<<<<

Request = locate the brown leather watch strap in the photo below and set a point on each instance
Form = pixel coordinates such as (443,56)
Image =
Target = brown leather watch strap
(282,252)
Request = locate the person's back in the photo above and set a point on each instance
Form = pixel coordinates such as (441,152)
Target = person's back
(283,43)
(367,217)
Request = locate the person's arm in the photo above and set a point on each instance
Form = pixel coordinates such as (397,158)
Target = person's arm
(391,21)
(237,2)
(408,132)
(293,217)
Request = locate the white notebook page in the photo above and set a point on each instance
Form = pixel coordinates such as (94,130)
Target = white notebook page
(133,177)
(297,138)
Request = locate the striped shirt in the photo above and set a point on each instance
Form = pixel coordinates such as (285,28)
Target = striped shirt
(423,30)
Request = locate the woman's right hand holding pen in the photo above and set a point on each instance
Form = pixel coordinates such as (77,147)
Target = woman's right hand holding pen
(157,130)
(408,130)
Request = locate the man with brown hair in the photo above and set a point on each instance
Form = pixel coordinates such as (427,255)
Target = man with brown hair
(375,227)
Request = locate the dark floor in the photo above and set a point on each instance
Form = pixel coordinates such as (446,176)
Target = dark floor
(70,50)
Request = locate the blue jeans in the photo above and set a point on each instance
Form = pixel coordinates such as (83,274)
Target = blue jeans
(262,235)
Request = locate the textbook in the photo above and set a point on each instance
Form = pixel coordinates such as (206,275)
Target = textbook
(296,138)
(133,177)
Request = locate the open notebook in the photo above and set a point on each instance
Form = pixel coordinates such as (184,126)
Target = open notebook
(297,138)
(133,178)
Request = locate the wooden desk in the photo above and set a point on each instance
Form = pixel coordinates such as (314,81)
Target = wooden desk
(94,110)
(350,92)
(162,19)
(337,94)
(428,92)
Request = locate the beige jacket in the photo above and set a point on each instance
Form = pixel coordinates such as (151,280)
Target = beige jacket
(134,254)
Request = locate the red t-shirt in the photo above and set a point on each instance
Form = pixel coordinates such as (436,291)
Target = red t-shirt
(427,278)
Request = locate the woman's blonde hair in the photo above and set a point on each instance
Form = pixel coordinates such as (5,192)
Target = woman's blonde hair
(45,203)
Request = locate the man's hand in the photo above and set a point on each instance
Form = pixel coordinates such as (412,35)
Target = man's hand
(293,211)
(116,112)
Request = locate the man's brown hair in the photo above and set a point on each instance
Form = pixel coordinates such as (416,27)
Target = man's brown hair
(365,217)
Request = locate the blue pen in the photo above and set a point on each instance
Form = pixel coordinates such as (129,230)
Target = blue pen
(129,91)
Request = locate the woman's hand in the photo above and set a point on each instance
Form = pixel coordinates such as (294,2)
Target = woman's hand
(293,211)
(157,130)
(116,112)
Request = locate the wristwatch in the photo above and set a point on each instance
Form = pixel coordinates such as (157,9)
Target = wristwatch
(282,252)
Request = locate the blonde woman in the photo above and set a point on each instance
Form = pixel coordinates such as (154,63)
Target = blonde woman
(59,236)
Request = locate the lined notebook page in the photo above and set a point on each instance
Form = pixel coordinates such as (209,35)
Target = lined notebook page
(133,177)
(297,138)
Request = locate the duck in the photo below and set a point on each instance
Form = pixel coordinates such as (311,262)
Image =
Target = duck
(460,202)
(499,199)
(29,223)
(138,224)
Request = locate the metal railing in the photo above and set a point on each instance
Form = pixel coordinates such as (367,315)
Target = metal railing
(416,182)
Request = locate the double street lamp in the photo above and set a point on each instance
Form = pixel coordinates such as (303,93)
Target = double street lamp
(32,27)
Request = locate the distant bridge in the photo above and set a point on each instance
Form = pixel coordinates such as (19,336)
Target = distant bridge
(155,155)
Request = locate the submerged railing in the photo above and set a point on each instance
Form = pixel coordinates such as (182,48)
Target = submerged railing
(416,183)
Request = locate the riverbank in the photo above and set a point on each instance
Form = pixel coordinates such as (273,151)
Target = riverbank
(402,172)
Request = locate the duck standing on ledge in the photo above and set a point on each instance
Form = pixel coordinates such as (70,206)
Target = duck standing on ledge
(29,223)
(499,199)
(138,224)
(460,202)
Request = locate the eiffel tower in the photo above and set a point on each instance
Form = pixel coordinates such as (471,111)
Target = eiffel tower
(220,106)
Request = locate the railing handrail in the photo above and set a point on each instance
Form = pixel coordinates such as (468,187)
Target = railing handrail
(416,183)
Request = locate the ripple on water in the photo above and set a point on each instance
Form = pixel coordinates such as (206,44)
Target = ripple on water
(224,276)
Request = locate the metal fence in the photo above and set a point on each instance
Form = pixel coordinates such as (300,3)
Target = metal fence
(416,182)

>>>>

• **Task prompt**
Each line of the material must be restated exactly.

• **Complete response**
Request = locate the brown leather watch strap in the photo below and set a point on each instance
Form = pixel coordinates such as (443,56)
Image =
Target = brown leather watch strap
(282,252)
Request = locate the person's back in the photo above and set a point on each instance
Form = pixel coordinates such as (441,152)
Target = person's back
(283,43)
(367,217)
Request = locate the person's arm in the photo above and set a point on each instance
Form = pixel coordinates such as (397,158)
Target = person's arm
(391,21)
(237,2)
(408,132)
(293,217)
Request = locate the white notebook page in the photo above and set a point on each instance
Form = pixel coordinates such as (94,130)
Target = white notebook page
(133,177)
(297,138)
Request = locate the striped shirt in the photo above and set a point on each instance
Form = pixel coordinates such as (285,28)
Target = striped shirt
(423,30)
Request = locate the woman's right hand holding pen in the photo above and set a point on each instance
Form = pixel coordinates such as (77,147)
Target = woman's right hand holding pen
(157,130)
(408,130)
Request = locate the man with brown hair in the photo above and set a point on each instance
Form = pixel coordinates such as (427,255)
Target = man with brown hair
(375,227)
Request = locate the dark floor in the photo above and set a point on each instance
Form = pixel coordinates such as (446,176)
Target = dark floor
(70,50)
Request = locate the blue jeans in the photo above and set a point on each instance
Form = pixel coordinates such as (83,274)
Target = blue jeans
(262,235)
Request = locate the textbook in the photo above and set a point on each instance
Form = pixel coordinates such as (206,275)
Target = textbook
(296,138)
(133,177)
Request = locate the open notebook in the photo above and set a point on each instance
Form = pixel coordinates such as (184,126)
Target = open notebook
(297,138)
(133,178)
Request = locate the wooden desk in the photo above and set a point on each instance
Form = pixel coordinates such as (314,81)
Target = wooden desk
(94,110)
(350,92)
(162,19)
(337,94)
(428,92)
Request = locate the beige jacket in the photo above and set a point on each instance
Form = pixel coordinates such as (151,280)
Target = beige jacket
(134,254)
Request = locate the red t-shirt in the photo above and set a point on each instance
Form = pixel coordinates such as (436,291)
Target = red t-shirt
(427,278)
Request = locate the woman's blonde hair in the photo above and set a point on each instance
Form = pixel coordinates such as (5,192)
Target = woman's blonde hair
(45,203)
Request = locate the man's hand in the photo above and set a point on each instance
Form = pixel coordinates such as (412,35)
Target = man's hand
(293,211)
(116,112)
Request = locate the man's brown hair in the photo above and set a point on each instance
Form = pixel coordinates such as (416,27)
Target = man's brown hair
(365,217)
Request = locate the blue pen in the photo above and set a point on each instance
Form = pixel coordinates such as (129,230)
Target = blue pen
(129,91)
Request = locate the woman's hand in the photo above and set a point on each instance
Form = pixel coordinates such as (294,2)
Target = woman's hand
(293,211)
(157,130)
(116,112)
Request = locate the wristwatch in the photo above and set a point on each instance
Form = pixel coordinates such as (157,9)
Target = wristwatch
(282,252)
Request = locate the blonde woman in the photo above and set a point on each instance
Form = pixel coordinates such as (154,63)
Target = blonde woman
(59,236)
Request = locate the lined notebook page in the photo above and set a point on each instance
Form = pixel coordinates such as (209,35)
Target = lined notebook page
(133,177)
(297,138)
Request = locate the duck in the photo below and set a point on each instance
Form = pixel coordinates such as (311,262)
Image =
Target = duck
(460,202)
(499,199)
(29,223)
(138,224)
Request = locate the metal railing in the photo above and set a point on each instance
Form = pixel coordinates such as (367,315)
Target = metal railing
(416,182)
Request = locate the double street lamp in the photo above and set a point on each instance
Form = pixel coordinates such as (303,93)
Target = double street lamp
(32,27)
Request = locate the distant bridge in the photo above and set a point on each instance
Form = pixel coordinates such as (19,336)
Target = distant bridge
(155,155)
Request = locate the submerged railing in the photo above and set a point on each instance
Form = pixel coordinates such as (182,48)
Target = submerged railing
(416,183)
Request = locate the riverbank in the photo above and set a point on each instance
Form = pixel coordinates such as (273,151)
Target = riverbank
(402,172)
Request = locate the duck standing on ledge in the photo above and set a point on each instance
Form = pixel coordinates such as (70,206)
Target = duck standing on ledge
(29,223)
(499,199)
(138,224)
(460,202)
Request = locate the eiffel tower in the photo above and set a point on each instance
Form = pixel coordinates such as (471,111)
Target = eiffel tower
(220,106)
Request = locate the railing handrail in the photo above and set a point on each instance
Form = pixel coordinates such as (468,187)
Target = railing handrail
(416,183)
Request = locate the ripple on water in the photo above and set a point on each instance
Form = pixel coordinates such as (206,44)
Target = ripple on water
(224,276)
Request = locate the metal fence in the photo above and set a point on each instance
Form = pixel coordinates such as (300,3)
Target = metal fence
(416,182)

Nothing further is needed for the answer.